### Given records
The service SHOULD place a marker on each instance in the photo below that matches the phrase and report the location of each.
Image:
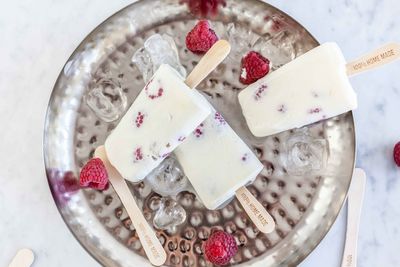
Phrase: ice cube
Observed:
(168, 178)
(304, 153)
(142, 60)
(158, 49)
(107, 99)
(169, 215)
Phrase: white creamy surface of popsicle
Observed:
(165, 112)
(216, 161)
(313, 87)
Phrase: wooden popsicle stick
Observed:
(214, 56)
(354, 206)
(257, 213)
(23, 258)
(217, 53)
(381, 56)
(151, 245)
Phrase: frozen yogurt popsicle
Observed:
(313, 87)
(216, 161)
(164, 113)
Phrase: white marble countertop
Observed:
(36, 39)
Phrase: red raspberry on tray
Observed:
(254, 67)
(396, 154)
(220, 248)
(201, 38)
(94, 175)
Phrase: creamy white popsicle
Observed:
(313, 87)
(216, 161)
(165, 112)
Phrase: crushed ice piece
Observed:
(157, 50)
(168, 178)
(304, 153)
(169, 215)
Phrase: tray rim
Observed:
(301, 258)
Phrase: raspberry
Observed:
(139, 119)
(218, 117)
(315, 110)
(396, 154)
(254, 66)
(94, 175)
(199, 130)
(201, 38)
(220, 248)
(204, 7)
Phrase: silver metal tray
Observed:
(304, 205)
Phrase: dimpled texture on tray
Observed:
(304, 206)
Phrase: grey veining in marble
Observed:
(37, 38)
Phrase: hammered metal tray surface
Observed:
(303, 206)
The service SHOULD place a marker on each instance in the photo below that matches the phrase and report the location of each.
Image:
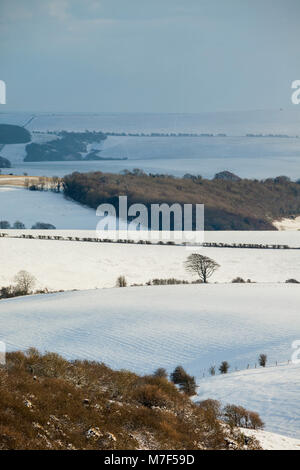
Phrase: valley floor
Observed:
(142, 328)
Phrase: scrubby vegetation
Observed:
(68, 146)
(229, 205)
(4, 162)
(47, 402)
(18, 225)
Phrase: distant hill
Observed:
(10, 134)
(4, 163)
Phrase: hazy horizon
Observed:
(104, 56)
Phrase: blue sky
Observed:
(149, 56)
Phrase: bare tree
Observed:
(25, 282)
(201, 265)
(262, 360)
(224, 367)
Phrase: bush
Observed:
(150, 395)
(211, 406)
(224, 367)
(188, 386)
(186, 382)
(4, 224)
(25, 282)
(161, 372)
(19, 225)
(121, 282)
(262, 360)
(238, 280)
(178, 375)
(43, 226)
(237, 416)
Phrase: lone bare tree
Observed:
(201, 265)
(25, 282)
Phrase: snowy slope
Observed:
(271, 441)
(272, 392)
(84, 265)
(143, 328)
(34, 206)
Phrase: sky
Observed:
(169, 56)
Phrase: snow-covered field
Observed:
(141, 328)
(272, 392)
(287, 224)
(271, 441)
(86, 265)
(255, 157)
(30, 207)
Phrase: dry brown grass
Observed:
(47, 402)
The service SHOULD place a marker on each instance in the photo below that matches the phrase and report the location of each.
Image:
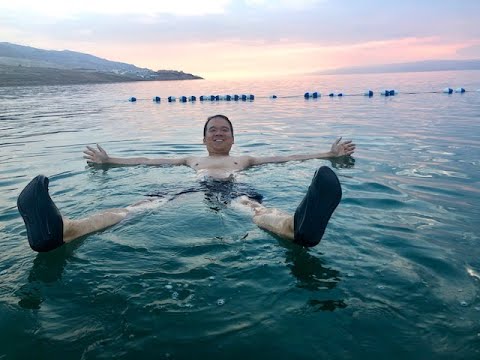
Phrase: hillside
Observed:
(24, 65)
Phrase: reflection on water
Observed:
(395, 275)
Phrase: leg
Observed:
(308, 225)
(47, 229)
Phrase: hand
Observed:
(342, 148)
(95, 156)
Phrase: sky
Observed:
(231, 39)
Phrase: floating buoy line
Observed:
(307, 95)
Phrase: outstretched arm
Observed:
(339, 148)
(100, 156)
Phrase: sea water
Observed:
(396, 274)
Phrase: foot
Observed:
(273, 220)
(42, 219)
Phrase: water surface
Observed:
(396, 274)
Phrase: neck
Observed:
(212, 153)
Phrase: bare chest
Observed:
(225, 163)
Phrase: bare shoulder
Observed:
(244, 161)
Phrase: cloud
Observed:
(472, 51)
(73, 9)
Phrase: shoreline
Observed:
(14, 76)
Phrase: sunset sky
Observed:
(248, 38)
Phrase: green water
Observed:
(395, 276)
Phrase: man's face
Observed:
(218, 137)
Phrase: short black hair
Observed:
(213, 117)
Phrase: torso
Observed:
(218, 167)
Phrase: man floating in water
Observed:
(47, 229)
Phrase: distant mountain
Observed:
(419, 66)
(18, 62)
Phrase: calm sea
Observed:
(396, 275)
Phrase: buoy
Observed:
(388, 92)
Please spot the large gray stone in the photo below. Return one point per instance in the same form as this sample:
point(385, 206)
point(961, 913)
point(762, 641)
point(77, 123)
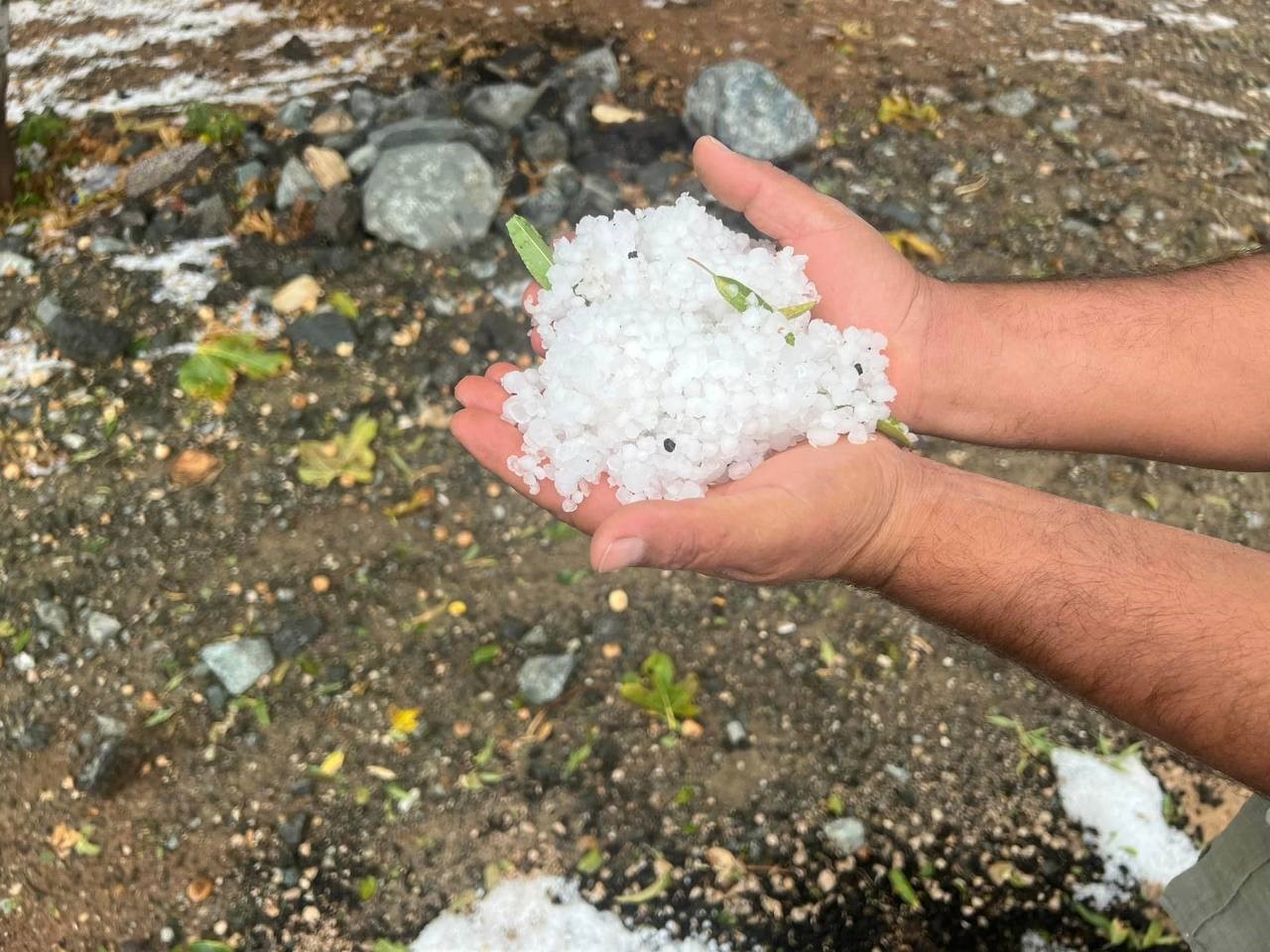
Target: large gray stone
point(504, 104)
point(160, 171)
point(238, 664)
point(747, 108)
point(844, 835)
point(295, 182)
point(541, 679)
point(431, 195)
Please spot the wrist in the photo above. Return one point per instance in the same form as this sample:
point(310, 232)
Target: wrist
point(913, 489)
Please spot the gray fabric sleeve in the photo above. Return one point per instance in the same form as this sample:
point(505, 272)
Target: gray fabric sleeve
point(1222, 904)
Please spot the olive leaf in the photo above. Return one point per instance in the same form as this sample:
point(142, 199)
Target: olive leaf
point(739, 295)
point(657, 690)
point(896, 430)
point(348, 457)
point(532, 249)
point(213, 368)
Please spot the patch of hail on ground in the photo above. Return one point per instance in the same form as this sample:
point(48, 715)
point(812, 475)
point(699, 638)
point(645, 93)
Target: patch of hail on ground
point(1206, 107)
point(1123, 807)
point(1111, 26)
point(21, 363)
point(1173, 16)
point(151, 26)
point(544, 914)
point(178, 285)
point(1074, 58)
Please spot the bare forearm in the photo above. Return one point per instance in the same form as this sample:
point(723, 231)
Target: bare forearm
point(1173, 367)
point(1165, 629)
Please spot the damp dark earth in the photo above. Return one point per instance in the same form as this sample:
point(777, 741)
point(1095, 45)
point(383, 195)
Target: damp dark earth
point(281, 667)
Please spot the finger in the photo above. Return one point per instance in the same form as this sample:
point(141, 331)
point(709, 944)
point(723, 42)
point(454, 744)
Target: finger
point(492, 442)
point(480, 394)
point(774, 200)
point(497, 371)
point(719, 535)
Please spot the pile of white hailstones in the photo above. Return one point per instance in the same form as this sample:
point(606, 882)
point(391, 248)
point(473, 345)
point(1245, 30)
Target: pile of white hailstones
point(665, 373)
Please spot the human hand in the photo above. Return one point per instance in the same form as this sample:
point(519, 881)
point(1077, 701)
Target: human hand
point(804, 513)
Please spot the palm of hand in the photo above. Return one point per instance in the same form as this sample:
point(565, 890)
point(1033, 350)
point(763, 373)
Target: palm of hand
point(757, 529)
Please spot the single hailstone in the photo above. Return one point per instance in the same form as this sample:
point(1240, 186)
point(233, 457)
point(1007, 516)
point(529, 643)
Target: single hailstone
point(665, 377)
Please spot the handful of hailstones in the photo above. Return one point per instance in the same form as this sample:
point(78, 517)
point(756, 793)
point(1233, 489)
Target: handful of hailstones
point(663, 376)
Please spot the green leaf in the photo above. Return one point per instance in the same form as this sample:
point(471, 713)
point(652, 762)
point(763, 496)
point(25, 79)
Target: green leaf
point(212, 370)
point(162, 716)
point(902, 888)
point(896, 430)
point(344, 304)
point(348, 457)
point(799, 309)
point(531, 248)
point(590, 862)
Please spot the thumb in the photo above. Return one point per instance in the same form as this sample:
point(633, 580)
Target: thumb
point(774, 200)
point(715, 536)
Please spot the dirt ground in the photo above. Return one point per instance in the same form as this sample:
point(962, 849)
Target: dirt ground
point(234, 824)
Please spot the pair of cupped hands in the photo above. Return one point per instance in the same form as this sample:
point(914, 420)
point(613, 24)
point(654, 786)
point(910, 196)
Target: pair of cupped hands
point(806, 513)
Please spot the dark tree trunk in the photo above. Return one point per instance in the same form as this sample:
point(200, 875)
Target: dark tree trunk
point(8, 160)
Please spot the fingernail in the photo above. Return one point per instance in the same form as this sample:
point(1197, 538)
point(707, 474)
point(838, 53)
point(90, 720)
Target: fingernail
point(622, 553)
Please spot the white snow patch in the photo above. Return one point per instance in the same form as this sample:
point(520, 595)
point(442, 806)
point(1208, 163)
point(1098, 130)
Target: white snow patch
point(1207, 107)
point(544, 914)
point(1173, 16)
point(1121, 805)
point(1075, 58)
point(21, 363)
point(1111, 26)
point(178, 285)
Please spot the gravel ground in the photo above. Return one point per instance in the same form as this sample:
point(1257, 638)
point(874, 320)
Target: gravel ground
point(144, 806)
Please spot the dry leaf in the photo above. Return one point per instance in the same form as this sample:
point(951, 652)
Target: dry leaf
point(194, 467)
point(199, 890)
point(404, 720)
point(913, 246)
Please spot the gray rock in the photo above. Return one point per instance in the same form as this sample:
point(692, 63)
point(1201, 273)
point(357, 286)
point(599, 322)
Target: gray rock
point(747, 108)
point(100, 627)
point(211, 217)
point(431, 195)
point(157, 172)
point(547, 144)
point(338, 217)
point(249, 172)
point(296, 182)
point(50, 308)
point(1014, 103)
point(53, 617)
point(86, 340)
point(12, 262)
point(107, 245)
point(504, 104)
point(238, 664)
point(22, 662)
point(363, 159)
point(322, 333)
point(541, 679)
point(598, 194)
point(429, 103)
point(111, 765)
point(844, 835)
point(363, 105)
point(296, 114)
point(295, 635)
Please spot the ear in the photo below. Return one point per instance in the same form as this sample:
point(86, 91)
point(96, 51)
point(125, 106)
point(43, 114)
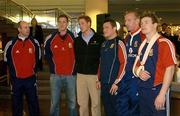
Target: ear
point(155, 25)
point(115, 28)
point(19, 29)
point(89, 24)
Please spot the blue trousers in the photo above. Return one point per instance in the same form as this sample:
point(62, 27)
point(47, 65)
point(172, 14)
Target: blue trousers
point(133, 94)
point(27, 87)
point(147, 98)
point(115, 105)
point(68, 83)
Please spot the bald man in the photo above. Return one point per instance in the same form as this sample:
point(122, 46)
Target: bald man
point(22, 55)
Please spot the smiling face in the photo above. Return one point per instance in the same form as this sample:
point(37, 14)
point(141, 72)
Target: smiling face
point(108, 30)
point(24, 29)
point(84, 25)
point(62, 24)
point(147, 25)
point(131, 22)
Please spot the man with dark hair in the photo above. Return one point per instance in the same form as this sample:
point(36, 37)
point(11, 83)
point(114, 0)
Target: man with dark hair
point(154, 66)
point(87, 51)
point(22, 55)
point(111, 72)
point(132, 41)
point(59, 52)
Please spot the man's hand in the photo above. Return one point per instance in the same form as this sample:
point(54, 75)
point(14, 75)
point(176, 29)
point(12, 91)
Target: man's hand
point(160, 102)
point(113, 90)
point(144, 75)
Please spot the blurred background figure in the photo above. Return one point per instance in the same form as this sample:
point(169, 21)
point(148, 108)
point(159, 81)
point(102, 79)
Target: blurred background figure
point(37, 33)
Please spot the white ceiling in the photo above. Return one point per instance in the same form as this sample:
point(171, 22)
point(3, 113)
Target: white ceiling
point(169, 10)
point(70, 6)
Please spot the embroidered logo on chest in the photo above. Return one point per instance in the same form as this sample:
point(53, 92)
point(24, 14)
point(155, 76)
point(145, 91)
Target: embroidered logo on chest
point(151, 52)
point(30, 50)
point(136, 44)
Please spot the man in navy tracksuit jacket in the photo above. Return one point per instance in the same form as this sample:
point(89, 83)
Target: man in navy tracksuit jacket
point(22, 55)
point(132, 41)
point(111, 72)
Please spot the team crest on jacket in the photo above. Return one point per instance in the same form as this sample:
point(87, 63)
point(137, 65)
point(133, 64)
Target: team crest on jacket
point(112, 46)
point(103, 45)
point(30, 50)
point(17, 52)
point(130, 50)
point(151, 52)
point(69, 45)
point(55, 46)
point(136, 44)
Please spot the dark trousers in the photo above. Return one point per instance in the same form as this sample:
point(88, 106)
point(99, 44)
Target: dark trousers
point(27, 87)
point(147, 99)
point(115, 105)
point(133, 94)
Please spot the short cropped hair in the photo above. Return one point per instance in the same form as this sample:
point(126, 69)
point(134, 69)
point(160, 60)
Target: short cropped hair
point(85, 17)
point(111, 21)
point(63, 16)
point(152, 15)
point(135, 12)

### Goal of the exercise
What is needed is an exact copy of the lines above, from the one containing "Target: gravel ground" through the one containing "point(599, 322)", with nothing added.

### Problem solution
Target: gravel ground
point(144, 806)
Please spot the dry leaf in the photo above. Return one point per instance in the same form as this sample:
point(951, 652)
Target: dry leaf
point(194, 467)
point(199, 890)
point(404, 720)
point(913, 246)
Please spot the gray rock in the photo above. Return one point per instance in the same form as this sample:
point(692, 63)
point(1201, 273)
point(357, 286)
point(599, 322)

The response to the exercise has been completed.